Quoted text:

########################################

Robin Veldman

Personal information
- Date of birth: 24 December 1985 (age 40)
- Place of birth: Marknesse, Netherlands

Team information
- Current team: Heerenveen (manager)

Managerial career
- Years: Team
- 2022: Anderlecht (caretaker)
- 2022–2023: Anderlecht (assistant)
- 2023: Queen's Park
- 2024–2025: Club NXT
- 2025–: Heerenveen

= Robin Veldman =

Dutch football manager

Robin Veldman (born 24 December 1985) is a Dutch football manager who is the manager of SC Heerenveen in the Eredivisie.

== Early life ==
Veldman was born and raised in the Flevopolder. He played for SV Markesse.

==Career==

=== Youth coach ===
Veldman started his career as a youth coach for SV Marknesse. He spent 11 years at SC Heerenveen, where he worked with players including Hakim Ziyech. He then became a trainer for AFC Ajax, where he worked with the youth team.

########################################

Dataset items

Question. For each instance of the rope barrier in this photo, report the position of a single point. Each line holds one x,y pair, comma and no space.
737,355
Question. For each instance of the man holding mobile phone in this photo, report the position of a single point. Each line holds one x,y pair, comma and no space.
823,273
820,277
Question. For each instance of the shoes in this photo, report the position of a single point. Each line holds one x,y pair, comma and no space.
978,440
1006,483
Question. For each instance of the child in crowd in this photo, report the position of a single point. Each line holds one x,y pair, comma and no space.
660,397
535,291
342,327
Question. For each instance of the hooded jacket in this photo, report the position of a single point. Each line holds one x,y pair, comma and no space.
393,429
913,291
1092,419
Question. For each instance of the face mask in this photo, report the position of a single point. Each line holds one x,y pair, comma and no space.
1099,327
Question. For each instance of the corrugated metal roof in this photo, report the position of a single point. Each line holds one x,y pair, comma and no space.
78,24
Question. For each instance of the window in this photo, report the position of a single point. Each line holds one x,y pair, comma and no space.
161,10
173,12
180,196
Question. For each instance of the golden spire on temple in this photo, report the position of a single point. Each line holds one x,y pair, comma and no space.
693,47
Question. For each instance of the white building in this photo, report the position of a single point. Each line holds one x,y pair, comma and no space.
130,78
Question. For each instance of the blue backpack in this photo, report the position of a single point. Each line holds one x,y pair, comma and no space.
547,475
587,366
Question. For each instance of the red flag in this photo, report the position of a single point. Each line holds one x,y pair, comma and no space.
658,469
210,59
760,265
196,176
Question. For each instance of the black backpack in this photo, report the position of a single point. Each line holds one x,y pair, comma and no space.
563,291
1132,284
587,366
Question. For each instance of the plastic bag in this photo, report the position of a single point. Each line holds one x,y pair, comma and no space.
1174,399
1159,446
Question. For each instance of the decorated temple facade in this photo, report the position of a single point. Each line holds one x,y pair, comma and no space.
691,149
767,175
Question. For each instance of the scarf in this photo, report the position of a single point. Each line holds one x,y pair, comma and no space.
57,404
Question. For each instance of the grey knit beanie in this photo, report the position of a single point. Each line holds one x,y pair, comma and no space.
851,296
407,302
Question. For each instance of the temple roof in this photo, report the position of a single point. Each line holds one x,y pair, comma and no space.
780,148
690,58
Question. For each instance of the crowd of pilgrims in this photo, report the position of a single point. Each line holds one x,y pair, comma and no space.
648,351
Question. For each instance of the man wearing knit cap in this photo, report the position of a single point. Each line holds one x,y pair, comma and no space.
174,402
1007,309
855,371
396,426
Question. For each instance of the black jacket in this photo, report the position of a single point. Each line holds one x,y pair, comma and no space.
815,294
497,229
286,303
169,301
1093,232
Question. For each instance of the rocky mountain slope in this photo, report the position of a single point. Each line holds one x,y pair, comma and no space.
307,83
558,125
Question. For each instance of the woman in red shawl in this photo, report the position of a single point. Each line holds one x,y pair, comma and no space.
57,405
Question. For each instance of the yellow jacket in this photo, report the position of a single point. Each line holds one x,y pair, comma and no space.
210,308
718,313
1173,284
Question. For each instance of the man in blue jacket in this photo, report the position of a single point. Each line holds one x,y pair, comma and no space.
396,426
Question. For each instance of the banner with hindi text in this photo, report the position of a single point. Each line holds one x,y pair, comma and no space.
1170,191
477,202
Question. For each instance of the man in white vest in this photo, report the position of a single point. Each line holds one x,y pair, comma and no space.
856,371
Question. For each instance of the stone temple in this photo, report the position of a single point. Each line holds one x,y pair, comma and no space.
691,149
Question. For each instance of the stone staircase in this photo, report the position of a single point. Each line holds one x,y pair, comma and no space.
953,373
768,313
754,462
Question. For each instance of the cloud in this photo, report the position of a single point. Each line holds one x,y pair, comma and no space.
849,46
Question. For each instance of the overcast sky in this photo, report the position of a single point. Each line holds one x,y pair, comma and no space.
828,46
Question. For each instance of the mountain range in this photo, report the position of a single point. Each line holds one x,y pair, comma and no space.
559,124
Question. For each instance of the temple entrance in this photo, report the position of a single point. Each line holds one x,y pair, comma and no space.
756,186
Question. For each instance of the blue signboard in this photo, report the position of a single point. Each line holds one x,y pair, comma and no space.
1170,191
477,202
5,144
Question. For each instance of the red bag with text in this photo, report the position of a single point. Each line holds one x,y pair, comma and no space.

########################################

Directive: Echo the stretch of the Robin Veldman biography from "- Place of birth: Marknesse, Netherlands" through "2022: Anderlecht (caretaker)" word for word. These records were taken from a different source than the text.

The answer:
- Place of birth: Marknesse, Netherlands

Team information
- Current team: Heerenveen (manager)

Managerial career
- Years: Team
- 2022: Anderlecht (caretaker)